▶ Supplied text
####

Dora Margaret Batty (12 January 1891 – 10 July 1966) was a British designer, working in illustration, poster design, pottery and textiles.

Biography 
Batty was born in Colchester, Essex, the youngest of three daughters of Rev. Thomas Batty and Elizabeth Cooke Hopwood Batty. Her father, a Congregational minister, was pastor for 40 years at Stockwell Congregational Chapel in Colchester. She attended the Chelmsford School of Science and Art, where she won some prizes.

Batty designed posters for the Underground Group and for London Transport between 1921 and 1938, producing over 50 different designs in a variety of different styles. From 1932, she taught in the School of Textiles at the Central School of Arts and Crafts. In 1950, she was appointed the Head of School, apost she held until she retired in 1958.

Batty also designed textiles for Helios and ceramics for the Poole Pottery and for Carter & Co, as well as advertisements for Mac Fisheries and K Shoes. She also worked as a book illustrator. She lived in London for many years, but died in Essex in 1966.

Selected works
London Underground Posters
 Kew Gardens, foxgloves, 1924
 From country to the heart of town, 1925
 Crocuses are out, 1927
 Come out and see it, 1927
 Daffodils are blooming, 1927
 See London's Gardens, 1927
 The Underground brings all good things nearer, 1930
 RAF Display at Colindale Station, 1932
 Trooping the Colour, 1936

Book illustration
W.H. Davies, A Poet's Alphabet, 1925
W.H. Davies, The Song of Love, 1926
W.H. Davies, A Poet's Calendar, 1927
How to Buy and Sell Money The Curwen Press, 1929 (contributor)

####

▶ Problems
1. Rewrite the rows as a numbered list, starting from the line with "of the forehead" and running through the last row, and leave out any blank lines.
2. Continue the Dora Batty biography from the point where it stops.
The Dora Batty biography and the rows have no connection to each other.

####

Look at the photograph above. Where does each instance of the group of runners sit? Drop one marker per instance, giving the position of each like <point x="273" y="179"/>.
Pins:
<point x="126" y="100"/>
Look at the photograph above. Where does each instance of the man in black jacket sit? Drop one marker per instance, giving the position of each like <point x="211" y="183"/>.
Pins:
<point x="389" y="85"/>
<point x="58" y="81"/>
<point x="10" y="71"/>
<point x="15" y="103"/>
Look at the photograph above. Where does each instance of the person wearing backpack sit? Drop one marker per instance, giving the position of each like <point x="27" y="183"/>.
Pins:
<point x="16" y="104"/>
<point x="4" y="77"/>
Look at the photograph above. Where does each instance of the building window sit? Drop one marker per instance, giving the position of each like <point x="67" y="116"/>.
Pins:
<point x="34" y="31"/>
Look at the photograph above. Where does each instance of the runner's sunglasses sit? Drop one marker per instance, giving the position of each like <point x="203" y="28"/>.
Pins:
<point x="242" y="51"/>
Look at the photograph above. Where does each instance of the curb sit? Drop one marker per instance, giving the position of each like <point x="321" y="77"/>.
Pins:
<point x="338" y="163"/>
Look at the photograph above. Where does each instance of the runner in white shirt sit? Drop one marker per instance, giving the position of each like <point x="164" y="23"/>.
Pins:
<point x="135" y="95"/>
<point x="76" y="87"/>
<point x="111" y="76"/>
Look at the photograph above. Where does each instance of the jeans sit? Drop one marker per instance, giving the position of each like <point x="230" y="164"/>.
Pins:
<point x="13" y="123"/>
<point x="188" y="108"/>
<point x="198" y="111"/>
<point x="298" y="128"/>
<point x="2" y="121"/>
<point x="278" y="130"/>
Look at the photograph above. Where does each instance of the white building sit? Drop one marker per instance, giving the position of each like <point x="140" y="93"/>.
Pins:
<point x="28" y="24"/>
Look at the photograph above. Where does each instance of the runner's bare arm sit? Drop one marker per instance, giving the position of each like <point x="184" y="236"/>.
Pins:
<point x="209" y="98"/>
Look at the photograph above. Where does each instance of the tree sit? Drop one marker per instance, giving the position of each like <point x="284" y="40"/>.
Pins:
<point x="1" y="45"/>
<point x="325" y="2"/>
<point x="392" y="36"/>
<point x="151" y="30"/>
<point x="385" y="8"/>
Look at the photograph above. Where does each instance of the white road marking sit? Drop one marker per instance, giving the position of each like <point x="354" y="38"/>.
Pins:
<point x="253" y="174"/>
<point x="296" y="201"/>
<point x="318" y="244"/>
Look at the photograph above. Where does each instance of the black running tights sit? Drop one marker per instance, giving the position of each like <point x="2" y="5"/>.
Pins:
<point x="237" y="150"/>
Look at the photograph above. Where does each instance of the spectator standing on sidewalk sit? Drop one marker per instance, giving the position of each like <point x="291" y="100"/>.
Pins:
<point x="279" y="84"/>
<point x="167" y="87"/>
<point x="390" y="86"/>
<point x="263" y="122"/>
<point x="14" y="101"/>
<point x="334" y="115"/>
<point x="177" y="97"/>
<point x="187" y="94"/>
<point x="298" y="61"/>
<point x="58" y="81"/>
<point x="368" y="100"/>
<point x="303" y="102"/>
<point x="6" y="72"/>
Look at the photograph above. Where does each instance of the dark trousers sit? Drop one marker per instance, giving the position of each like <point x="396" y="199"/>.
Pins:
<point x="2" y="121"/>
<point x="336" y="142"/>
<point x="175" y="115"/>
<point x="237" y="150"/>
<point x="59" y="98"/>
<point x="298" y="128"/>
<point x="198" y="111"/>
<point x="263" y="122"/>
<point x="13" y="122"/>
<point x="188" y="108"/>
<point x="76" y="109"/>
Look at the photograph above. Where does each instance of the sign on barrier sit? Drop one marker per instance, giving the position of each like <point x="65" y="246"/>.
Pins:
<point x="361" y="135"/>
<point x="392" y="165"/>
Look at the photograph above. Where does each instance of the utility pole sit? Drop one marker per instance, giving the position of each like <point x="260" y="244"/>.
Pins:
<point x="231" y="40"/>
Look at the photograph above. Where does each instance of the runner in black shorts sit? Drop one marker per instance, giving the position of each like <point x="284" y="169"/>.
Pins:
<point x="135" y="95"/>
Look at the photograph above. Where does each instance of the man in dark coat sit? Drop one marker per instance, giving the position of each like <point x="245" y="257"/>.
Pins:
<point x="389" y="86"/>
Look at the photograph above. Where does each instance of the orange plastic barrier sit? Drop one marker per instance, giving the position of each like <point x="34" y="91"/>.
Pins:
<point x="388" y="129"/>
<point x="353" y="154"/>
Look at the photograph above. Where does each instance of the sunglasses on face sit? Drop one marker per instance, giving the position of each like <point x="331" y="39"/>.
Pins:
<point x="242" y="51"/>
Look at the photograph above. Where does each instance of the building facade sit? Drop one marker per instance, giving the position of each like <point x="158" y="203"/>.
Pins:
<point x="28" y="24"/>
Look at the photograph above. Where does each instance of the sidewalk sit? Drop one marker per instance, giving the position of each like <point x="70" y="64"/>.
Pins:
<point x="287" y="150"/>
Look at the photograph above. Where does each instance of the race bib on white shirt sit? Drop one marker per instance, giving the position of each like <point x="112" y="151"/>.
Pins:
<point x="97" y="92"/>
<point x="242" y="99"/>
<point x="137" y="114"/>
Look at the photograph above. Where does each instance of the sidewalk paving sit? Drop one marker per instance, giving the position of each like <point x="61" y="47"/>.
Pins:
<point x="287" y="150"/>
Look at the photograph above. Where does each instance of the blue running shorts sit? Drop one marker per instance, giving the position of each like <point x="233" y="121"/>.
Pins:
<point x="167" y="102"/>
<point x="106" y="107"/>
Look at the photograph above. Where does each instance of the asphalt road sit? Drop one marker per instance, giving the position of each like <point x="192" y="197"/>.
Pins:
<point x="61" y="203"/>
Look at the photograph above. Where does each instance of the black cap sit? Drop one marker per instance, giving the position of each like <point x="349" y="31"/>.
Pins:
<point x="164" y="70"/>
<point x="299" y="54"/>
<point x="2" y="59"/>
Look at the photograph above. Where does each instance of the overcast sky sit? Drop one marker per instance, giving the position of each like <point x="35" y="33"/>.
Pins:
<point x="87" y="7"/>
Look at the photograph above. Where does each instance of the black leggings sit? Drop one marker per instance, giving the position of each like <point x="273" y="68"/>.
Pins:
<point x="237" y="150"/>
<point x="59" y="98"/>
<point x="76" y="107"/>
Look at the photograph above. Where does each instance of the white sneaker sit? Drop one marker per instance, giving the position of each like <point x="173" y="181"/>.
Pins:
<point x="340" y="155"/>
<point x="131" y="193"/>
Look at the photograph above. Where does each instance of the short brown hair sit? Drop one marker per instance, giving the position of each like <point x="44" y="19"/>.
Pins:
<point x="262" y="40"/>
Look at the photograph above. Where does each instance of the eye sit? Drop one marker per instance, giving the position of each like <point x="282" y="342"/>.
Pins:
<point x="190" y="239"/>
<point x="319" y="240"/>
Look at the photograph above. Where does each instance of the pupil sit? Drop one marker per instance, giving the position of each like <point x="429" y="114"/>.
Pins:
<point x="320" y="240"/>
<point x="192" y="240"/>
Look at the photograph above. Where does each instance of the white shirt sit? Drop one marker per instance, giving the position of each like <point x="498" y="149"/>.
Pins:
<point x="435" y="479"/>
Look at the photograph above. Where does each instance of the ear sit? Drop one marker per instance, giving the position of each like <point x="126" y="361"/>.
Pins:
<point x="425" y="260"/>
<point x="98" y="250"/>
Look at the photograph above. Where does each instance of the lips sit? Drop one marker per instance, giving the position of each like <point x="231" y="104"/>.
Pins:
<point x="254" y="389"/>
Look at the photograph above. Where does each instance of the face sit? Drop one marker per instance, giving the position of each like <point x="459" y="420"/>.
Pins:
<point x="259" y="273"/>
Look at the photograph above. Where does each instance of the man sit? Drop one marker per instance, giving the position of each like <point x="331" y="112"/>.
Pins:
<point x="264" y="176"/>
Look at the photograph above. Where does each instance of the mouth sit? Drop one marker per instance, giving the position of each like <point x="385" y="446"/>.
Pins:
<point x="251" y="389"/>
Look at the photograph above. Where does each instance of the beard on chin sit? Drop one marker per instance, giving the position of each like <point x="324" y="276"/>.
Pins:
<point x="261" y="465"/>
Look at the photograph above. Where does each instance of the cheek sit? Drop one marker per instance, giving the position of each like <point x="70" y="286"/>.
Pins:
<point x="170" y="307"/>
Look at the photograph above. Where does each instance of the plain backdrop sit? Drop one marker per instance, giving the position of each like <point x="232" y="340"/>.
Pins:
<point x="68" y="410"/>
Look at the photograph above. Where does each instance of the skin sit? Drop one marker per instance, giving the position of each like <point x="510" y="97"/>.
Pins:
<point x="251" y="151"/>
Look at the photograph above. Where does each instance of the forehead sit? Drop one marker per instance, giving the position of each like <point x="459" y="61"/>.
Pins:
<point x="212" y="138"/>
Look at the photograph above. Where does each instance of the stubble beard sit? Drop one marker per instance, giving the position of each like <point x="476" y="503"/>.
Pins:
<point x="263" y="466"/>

####

▶ Responses to the exercise
1.
1. Look at the photograph above. Where does each instance of the forehead sit? Drop one marker per instance, giving the position of each like <point x="459" y="61"/>.
2. Pins:
3. <point x="212" y="138"/>
4. Look at the photograph above. Where does each instance of the stubble beard sit? Drop one marker per instance, giving the position of each like <point x="476" y="503"/>.
5. Pins:
6. <point x="263" y="466"/>

2.
Shell-Mex and BP Ltd, The Care of Your Tractor, n.d. ca 1930
The B.B.C. Year-Book, 1931, 1932 and 1933 (dustwrapper)
Geoffrey Holme, The Children's Art Book, 1939 (contributor)
William Cowper, John Gilpin, [1942] (Bantam Picture Book No. 17)
The Giant without a Heart. An old Norse fairy tale, 1944

Ceramics
Hans Van Lemmen, Art Deco Tiles, 2012

References

External links
  Poster designs by Batty in the London Transport Museum collection.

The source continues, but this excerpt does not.